[Entries from a pointing dataset]
::::::::
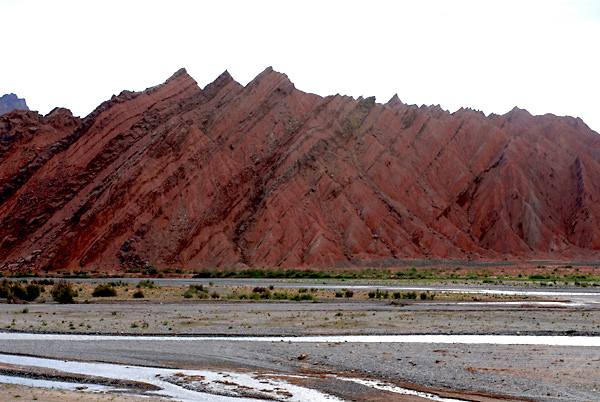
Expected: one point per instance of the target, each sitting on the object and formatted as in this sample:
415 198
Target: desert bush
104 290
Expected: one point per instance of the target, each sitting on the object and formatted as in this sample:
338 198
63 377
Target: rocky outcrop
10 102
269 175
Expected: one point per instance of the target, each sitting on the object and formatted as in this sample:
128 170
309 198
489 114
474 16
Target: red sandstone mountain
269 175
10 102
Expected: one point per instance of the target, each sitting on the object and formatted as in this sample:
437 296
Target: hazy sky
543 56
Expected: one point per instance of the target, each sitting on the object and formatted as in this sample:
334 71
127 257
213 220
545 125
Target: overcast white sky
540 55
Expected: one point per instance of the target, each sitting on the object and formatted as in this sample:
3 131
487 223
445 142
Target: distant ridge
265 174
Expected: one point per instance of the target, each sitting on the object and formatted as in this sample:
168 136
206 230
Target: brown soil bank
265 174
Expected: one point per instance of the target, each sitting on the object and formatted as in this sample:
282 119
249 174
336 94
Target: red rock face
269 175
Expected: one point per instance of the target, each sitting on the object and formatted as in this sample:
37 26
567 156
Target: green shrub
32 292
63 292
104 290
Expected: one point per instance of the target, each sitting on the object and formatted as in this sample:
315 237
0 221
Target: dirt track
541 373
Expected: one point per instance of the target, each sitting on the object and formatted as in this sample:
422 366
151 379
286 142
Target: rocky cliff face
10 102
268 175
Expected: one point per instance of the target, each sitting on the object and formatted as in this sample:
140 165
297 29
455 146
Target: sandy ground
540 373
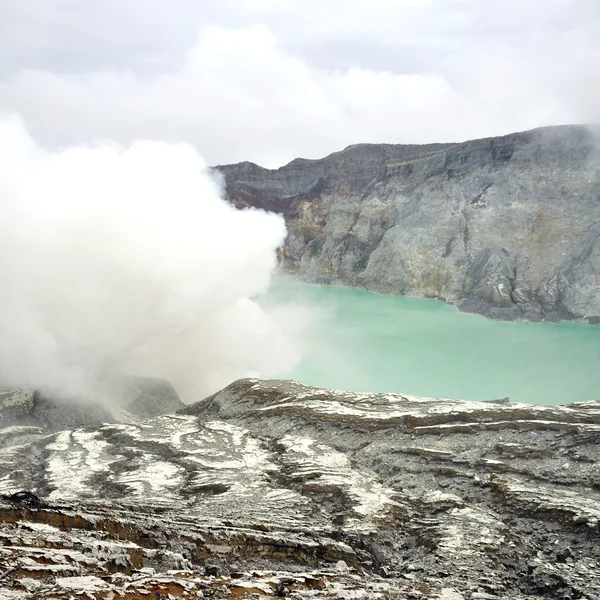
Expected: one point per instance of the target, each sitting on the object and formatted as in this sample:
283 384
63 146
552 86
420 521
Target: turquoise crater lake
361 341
::::::::
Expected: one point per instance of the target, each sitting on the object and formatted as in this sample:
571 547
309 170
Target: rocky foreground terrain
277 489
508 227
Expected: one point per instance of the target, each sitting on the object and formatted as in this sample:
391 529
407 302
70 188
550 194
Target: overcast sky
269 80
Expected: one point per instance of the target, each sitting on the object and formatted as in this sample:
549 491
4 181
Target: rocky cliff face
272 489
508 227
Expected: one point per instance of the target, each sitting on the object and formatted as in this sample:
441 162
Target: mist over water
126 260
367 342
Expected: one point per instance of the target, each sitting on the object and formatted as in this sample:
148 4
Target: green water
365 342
::::::::
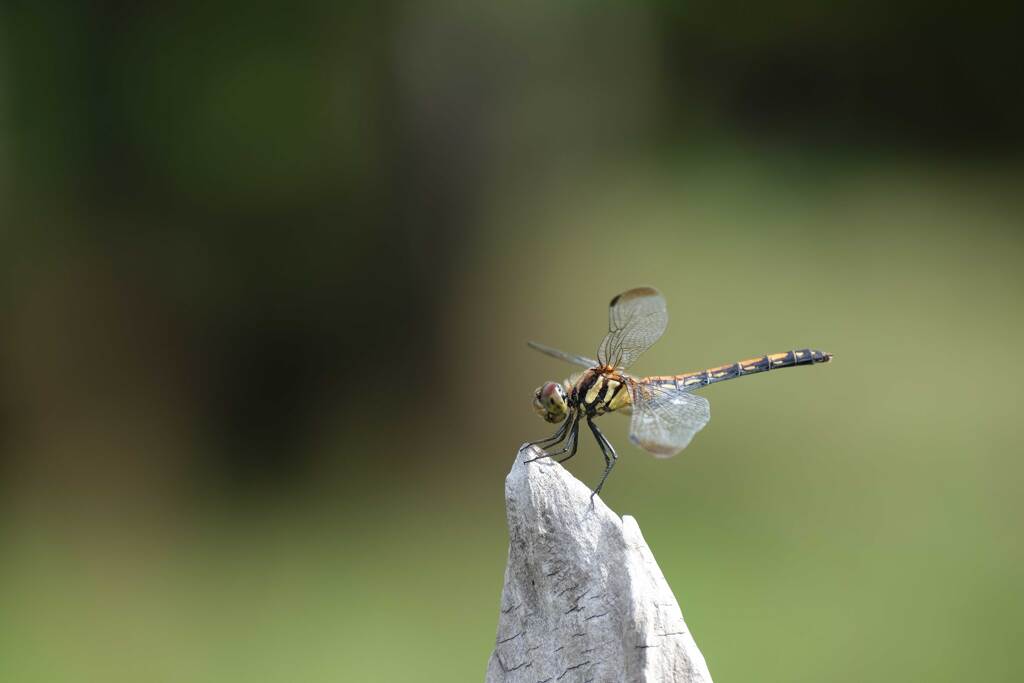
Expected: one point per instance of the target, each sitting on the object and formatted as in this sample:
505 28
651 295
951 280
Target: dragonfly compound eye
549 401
::::::::
■ Goal of the exercise ■
Pick out each line in the material above that contains the word "green" and copy it. Case counts.

■ Complete output ■
Target: green shrub
Target: green water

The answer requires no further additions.